> Source text
-- -- --
Sunday, 9 July 2017

Are Swedish Tuitions Fees Actually Higher Than in England or Australia?

University fees and the UK Labour Party's bold attempt to scrap them was a popular talking point during the UK's recent election. In general, the argument for entirely government-funded universities is popular, both among university students and constituents at large, in the UK as well as Australia and U.S. Many people who learn of my Swedish origin seem well-informed about Sweden's generous support for students and for not charging tuition fees even for top-universities. They're seldom as well informed about what it actually means  or that costs of attending university is probably lower in both England and Australia. Let me show you how.

Before we delve into the comparison between Sweden, Australia and England, let's look at some basic background to university finance. The entire idea with university education is that it pays off  not just socially, but economically  from the individual's point of view; via better jobs, higher lifetime earnings or lower risks of suffering unemployment (there's some dispute here, and insofar as it ever existed, the wage premium from a university degree has definitely shrunk over the last decades). The bottom line remains: if a university education increases your lifetime earnings and thus acts as an investment that yield individual benefits down the line, then we can appropriately and equitably finance that with loans. As an individual you have the financial means to pay back your loan with interest; as a lender, you have a market to earn money  neither of which is much different from, say, a small business borrowing money to invest and build-up his business.

Another general reason – perhaps the most important reason – for why we wouldn't want to artificially price a service such as university education at 0 is strictly economical: it bumps up demand above what's economically-warranted. University educations are scarce economic goods with all the properties we're normally concerned about (has an opportunity cost in its use of rivalrous resources, with benefits accruying primarily to the individuals involved in the transaction), the use and distribution of which needs to be subject to the same market-test as every other good.
-- -- --
> Provided material
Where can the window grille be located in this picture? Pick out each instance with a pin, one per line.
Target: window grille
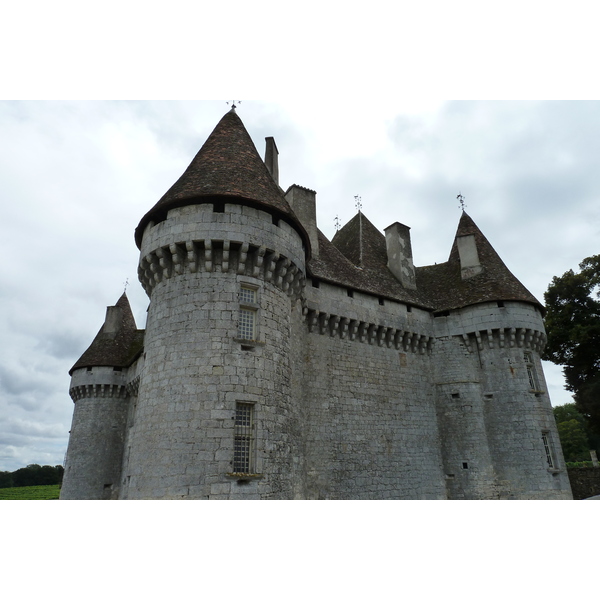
-- -- --
> What is needed
Write the next part of the post comparing Swedish university costs with those in England and Australia, starting after its last paragraph.

> Answer to the task
From a political or social-justice point of view, such arguments tend to carry very little weight, which is why the funding-side matters so much. Because of debt-aversion or cultural reasons, lower socioeconomic stratas of societies tend not to go to university as much as progressives want them to, scrapping tuition fees seems like a benefit to those sectors of society. When the financing of those fees come out of general taxation however, they can easily turn regressive in their correct economic meaning, disproportionately benefitting those well off rather than the poor and under-privileged they intended to. Mark Littlewood explained this in his snappy-yet-accurate post the other day:
The idea that graduates should make no contribution towards the tertiary education they will significantly benefit from it, while expecting the minimum wage hairdresser in Hull, or waiter in Wokingham to pick up the bill by paying higher taxes (or that their unborn children and grandchildren should have to pay them due to higher borrowing) is highly regressive.
In this way, a tuition fee can be highly beneficial, even from a die-hard social justice point of view:
The price mechanism has seen richer students actually having to make a choice about whether or not they should go to university. Although not nearly enough people say it, university is not for everyone. It is the price mechanism that confronts students, who perhaps would go to university to fulfil an expectation rather than for any wider economic or societal benefit, with a cost as well as a benefit to attending university. 
Prices serve a socially-beneficial purpose (doh), and that mechanism applies even in sectors people mistakenly believe to be "public" or "social", access to which should be "human rights" or similar nonsense.

Now, to the core argument that university is probably more expensive in utopian Sweden than in England or Australia. The two models these three countries have set up look very different at first: in Sweden the government pays the tution and subsidies your studies; in England and Australia you have to take out debt in order to cover tuition fees. A cost is always bigger than no cost, so how can I claim the reverse?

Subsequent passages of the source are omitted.